▸ YOUR TASK:
Write out the following lines word for word, with nothing changed.
===== MATERIAL FOR THIS EXERCISE
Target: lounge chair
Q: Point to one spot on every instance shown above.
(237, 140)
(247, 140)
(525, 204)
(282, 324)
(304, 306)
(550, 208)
==========
▸ THE SOLUTION:
Target: lounge chair
Q: Point to one spot on every instance shown above.
(237, 140)
(247, 140)
(525, 204)
(282, 324)
(304, 306)
(550, 208)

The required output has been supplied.